TEXT BLOCK:
-------------------------
1. Overview
In this tutorial, we’re going to look at how we can present data on a histogram with the help of Apache Commons Frequency class.
The Frequency class is part of part of the Apache Commons Math library explored in this article.
A histogram is a diagram of connected bars that shows the occurrence of a range of data in a dataset. It differs from a bar chart in that it’s used to display the distribution of continuous, quantitative variables while a bar chart is used to display categorical data.
2. Project Dependencies
In this article, we’ll be using a Maven project with the following dependencies:
<dependency> <groupId>org.apache.commons</groupId> <artifactId>commons-math3</artifactId> <version>3.6.1</version> </dependency> <dependency> <groupId>org.knowm.xchart</groupId> <artifactId>xchart</artifactId> <version>3.5.2</version> </dependency>
The commons-math3 library contains the Frequency class that we’ll be using to determine the occurrence of variables in our dataset. The xchart library is what we’ll use to display the histogram in a GUI.
The latest version of commons-math3 and xchart can be found on Maven Central.
3. Calculating the Frequency of Variables
For this tutorial, we’ll be using a dataset comprising of the students’ age in a particular school. We’ll like to see the frequency of different age groups and observe their distribution on a histogram chart.
-------------------------
REQUIREMENTS:
**a)** Reproduce, word for word, the stretch of the histogram tutorial from "2. Project Dependencies" through "a histogram chart.".
**b)** Answer these questions using the histogram tutorial:
(i) Which library contains the Frequency class?
(ii) What will the xchart library be used for?
(iii) What dataset does the tutorial use?
The items that follow the histogram tutorial come from a separate source.

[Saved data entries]
-------------------------
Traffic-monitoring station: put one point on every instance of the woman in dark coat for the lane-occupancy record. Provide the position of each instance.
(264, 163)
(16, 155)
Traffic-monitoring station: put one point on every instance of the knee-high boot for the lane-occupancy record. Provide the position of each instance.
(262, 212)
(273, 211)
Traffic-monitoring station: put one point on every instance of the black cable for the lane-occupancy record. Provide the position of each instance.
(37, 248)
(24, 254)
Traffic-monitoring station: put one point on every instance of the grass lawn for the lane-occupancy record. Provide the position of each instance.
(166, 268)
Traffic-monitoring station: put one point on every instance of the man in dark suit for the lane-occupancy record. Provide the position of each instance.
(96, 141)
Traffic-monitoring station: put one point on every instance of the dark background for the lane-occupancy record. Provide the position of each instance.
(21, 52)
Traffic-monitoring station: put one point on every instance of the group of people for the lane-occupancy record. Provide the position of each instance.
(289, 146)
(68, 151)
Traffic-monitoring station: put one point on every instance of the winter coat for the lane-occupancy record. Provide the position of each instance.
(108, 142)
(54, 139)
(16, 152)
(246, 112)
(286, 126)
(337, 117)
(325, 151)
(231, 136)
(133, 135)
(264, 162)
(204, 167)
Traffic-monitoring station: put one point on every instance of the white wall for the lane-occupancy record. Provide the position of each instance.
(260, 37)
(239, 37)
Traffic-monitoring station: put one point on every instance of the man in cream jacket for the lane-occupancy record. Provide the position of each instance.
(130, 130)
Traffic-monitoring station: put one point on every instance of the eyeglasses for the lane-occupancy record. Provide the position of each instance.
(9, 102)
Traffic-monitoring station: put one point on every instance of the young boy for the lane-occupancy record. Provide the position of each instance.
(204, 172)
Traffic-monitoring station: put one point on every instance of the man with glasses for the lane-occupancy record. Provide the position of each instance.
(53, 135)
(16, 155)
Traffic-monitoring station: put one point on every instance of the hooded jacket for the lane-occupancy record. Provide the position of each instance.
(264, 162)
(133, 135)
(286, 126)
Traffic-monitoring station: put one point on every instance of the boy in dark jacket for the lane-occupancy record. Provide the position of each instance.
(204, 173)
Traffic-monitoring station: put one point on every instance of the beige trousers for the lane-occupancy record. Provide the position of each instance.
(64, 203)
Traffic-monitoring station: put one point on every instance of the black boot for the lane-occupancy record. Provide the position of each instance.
-------------------------
ANSWERS FOR THE TASKS:
**a)**
2. Project Dependencies
In this article, we’ll be using a Maven project with the following dependencies:
<dependency> <groupId>org.apache.commons</groupId> <artifactId>commons-math3</artifactId> <version>3.6.1</version> </dependency> <dependency> <groupId>org.knowm.xchart</groupId> <artifactId>xchart</artifactId> <version>3.5.2</version> </dependency>
The commons-math3 library contains the Frequency class that we’ll be using to determine the occurrence of variables in our dataset. The xchart library is what we’ll use to display the histogram in a GUI.
The latest version of commons-math3 and xchart can be found on Maven Central.
3. Calculating the Frequency of Variables
For this tutorial, we’ll be using a dataset comprising of the students’ age in a particular school. We’ll like to see the frequency of different age groups and observe their distribution on a histogram chart.

**b)**
(i) The Apache Commons Math library (commons-math3).
(ii) Displaying the histogram in a GUI.
(iii) The ages of the students in a particular school.